BEGIN SOURCE DATA
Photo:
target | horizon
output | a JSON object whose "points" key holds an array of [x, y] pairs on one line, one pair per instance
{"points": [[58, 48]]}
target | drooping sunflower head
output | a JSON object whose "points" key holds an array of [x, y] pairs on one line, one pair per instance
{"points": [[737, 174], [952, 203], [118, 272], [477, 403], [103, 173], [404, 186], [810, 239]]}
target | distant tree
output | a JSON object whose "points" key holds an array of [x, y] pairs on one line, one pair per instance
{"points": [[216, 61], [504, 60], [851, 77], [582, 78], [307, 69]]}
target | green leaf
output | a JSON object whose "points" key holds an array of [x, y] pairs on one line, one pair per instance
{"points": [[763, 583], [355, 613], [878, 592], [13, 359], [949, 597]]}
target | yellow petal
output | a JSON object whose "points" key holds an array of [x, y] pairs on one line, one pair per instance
END SOURCE DATA
WHAT TO WORK ON :: Express every line from the one holding "target | green leaf" through the last line of the rows, inclusive, as a JSON list of strings, one string per line, with blank lines dropped.

RESPONSE TO THE EXERCISE ::
[
  "target | green leaf",
  "output | a JSON object whose \"points\" key holds an array of [x, y] pairs on one line, one pair per instance",
  "{\"points\": [[763, 583], [355, 613], [878, 592], [13, 359], [949, 597]]}",
  "target | yellow petal",
  "output | a JSON object whose \"points\" key holds an array of [x, y] pairs on one line, one pair per instance"
]